> **WHAT THE TASK ASKS**: Gather all lines with "trunk" from the records.

(Beginning of DATA IN THIS EXERCISE)

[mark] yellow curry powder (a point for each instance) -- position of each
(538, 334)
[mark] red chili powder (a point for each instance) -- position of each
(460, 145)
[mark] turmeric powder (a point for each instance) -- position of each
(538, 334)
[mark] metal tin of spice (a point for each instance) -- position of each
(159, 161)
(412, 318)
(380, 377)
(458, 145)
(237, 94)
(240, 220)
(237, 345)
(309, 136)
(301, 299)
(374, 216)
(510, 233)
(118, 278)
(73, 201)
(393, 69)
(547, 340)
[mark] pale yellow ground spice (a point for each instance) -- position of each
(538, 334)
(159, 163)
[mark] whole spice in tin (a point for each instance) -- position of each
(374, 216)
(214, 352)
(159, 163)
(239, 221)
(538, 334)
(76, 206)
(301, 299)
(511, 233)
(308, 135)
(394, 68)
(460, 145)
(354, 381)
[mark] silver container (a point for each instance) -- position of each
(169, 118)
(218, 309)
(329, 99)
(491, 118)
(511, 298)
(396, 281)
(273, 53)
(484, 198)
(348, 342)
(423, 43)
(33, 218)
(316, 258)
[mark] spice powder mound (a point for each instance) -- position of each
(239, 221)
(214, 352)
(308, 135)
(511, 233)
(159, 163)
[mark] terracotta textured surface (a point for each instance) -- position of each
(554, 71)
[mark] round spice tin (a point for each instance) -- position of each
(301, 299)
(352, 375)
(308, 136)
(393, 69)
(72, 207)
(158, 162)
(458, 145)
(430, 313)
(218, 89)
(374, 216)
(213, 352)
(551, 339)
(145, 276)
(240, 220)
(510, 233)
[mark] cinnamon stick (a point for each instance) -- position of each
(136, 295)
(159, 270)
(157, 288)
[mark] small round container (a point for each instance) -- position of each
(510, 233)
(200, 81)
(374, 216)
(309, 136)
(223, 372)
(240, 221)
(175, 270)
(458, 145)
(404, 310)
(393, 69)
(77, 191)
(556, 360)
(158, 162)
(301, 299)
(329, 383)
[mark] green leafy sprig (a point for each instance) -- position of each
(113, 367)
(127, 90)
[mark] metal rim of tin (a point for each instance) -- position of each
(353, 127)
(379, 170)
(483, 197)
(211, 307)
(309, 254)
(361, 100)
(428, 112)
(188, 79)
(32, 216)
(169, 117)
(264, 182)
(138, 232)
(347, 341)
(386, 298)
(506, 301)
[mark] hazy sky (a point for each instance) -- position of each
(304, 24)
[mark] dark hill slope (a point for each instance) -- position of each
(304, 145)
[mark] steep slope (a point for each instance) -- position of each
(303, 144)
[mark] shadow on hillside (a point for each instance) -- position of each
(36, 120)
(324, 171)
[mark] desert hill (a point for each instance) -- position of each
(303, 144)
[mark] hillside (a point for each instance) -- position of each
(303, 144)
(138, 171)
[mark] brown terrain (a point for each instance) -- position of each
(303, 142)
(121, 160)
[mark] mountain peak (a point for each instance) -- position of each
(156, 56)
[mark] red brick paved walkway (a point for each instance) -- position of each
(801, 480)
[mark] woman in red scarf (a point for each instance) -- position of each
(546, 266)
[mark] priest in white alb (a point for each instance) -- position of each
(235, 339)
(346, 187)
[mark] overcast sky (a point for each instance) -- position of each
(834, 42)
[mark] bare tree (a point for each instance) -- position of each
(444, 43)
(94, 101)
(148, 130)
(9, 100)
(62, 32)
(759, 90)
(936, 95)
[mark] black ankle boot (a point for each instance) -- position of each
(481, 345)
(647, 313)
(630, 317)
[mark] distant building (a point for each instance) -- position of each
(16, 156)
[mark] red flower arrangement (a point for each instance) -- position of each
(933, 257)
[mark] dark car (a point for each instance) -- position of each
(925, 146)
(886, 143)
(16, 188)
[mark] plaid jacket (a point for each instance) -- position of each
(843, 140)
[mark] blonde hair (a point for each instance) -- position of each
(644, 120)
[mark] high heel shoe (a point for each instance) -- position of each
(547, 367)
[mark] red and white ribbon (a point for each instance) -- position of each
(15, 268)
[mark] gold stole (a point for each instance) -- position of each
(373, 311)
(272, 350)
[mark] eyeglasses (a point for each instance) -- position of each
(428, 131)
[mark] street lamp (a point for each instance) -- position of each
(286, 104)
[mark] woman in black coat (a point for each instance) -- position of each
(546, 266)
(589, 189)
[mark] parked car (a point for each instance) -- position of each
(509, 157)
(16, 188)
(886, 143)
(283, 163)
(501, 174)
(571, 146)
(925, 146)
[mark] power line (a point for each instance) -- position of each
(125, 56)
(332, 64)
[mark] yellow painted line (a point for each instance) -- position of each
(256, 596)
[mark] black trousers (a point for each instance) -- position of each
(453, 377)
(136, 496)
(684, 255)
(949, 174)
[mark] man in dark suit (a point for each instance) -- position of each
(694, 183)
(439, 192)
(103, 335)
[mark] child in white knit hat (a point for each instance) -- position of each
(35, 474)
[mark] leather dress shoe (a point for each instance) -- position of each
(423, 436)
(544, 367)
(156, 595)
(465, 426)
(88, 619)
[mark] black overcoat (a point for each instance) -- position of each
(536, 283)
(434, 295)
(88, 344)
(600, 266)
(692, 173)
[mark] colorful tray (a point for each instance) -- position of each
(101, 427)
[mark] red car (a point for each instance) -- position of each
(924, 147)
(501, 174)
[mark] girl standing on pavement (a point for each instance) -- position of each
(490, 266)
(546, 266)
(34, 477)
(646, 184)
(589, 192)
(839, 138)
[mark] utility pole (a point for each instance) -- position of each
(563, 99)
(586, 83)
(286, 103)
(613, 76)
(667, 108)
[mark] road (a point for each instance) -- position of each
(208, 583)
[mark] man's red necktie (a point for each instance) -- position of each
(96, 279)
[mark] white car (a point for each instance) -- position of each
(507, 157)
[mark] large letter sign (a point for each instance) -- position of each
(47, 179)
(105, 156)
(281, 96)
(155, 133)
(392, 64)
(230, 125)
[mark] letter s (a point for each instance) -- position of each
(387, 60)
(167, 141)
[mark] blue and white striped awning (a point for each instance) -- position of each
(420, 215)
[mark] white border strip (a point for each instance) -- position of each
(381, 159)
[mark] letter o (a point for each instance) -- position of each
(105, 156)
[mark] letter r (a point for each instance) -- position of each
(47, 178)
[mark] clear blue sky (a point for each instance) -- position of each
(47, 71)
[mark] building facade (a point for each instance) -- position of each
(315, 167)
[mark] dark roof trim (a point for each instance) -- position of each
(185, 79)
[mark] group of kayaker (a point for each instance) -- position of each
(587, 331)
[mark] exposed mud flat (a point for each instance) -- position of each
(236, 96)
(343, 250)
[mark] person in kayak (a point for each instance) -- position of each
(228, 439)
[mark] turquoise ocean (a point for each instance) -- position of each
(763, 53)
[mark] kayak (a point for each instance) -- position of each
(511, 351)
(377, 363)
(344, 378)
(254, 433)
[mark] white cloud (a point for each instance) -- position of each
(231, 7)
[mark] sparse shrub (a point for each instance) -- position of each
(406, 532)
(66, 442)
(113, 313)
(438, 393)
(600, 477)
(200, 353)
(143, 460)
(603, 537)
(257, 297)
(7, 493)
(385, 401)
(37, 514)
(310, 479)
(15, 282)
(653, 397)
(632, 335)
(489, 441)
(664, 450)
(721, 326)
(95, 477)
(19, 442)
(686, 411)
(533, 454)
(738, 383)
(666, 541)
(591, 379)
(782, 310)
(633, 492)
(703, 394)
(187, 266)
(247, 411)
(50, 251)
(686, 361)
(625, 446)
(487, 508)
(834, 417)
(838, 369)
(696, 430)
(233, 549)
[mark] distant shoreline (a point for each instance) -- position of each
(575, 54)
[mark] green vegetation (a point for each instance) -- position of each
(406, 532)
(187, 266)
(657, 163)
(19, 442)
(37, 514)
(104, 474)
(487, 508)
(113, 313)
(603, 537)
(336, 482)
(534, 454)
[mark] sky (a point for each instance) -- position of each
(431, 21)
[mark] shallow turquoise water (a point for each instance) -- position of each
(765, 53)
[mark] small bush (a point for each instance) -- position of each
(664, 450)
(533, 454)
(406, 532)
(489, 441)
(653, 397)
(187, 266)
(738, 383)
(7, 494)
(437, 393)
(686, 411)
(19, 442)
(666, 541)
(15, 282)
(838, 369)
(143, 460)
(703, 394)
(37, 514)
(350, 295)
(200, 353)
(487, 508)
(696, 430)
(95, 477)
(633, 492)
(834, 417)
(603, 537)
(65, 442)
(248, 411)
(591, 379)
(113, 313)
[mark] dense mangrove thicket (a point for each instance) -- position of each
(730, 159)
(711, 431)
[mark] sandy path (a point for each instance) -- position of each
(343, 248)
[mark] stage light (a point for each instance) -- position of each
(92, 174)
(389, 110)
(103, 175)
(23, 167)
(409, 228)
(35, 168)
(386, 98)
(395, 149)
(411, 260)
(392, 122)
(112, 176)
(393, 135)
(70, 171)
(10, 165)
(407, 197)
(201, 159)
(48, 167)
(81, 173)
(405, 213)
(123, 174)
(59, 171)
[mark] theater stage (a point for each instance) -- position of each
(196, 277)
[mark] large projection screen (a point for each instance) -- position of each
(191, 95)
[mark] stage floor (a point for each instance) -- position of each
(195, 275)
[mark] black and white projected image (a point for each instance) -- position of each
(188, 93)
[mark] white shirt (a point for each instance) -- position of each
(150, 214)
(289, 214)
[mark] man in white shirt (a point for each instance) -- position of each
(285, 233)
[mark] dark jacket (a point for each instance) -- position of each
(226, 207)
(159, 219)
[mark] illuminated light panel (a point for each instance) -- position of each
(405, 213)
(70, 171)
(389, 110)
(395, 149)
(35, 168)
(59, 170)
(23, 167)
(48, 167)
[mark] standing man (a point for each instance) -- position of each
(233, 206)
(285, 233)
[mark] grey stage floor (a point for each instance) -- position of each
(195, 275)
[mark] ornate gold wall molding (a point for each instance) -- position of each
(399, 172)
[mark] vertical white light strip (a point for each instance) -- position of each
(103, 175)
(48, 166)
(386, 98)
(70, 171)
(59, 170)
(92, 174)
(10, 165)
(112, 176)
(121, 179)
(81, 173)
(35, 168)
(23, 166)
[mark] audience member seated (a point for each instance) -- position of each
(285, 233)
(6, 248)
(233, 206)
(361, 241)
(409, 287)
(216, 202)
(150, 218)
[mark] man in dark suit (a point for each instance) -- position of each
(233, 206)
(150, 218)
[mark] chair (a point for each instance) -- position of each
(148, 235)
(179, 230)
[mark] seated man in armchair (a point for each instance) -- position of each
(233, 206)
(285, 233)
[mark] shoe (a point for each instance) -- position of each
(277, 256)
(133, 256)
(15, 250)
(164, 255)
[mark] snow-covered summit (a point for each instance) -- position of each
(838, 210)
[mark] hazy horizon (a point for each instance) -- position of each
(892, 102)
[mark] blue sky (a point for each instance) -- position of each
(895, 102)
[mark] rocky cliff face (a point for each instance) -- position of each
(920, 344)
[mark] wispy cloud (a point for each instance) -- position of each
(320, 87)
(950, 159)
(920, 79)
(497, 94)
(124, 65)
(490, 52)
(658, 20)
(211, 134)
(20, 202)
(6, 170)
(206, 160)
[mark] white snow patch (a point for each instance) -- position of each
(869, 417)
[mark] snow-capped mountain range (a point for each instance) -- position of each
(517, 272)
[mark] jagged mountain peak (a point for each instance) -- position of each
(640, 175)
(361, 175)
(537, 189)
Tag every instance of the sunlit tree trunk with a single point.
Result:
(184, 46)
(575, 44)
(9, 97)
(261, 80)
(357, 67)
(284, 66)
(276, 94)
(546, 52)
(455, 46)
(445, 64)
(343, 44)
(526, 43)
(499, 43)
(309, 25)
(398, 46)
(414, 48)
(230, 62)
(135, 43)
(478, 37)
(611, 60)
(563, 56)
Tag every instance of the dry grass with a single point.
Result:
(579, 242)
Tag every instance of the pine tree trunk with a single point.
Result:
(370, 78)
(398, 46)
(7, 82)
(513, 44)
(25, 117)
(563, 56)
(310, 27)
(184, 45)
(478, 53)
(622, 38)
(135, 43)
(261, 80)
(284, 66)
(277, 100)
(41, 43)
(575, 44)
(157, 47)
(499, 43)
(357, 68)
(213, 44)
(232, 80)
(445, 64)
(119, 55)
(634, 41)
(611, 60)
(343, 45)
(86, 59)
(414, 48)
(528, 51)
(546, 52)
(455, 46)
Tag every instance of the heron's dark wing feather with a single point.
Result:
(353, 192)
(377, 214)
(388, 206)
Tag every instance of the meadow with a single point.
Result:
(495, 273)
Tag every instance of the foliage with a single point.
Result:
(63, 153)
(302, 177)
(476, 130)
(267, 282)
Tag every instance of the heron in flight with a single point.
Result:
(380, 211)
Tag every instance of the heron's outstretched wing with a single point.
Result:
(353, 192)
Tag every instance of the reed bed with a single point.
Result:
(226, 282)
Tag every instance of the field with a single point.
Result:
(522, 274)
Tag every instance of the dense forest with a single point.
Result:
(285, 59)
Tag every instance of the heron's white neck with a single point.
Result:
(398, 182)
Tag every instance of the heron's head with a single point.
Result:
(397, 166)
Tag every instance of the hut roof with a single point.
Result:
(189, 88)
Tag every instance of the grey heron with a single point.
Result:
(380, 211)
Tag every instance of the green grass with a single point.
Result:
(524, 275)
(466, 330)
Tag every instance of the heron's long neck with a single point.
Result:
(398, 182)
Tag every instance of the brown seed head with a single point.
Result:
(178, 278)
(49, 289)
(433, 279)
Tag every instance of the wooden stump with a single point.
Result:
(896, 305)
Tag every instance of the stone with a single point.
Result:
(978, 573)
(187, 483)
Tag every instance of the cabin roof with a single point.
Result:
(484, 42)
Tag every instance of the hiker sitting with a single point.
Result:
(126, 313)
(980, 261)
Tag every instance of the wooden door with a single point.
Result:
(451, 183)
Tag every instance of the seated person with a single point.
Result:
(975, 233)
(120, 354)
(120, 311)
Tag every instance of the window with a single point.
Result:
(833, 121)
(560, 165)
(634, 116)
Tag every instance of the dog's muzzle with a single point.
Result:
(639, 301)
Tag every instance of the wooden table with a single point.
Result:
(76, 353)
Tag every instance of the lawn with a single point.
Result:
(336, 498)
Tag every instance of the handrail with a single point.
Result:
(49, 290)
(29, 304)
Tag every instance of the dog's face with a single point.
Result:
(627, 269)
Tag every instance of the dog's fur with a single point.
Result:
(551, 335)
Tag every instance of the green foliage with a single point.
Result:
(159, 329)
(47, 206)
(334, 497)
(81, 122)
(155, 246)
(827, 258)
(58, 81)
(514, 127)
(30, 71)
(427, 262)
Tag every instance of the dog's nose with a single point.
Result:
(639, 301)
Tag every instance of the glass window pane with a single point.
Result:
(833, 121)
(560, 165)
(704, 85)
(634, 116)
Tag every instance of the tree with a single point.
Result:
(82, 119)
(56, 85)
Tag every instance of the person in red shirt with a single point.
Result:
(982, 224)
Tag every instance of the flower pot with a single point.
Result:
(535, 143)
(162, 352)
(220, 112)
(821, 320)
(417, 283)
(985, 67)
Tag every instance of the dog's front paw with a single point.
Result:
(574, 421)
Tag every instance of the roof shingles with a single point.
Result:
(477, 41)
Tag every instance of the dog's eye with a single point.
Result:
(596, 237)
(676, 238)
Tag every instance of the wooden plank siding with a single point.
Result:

(End of DATA IN THIS EXERCISE)

> **EXERCISE SOLUTION**:
Tag every instance of the sunlit tree trunk with a single point.
Tag every instance of the pine tree trunk with a single point.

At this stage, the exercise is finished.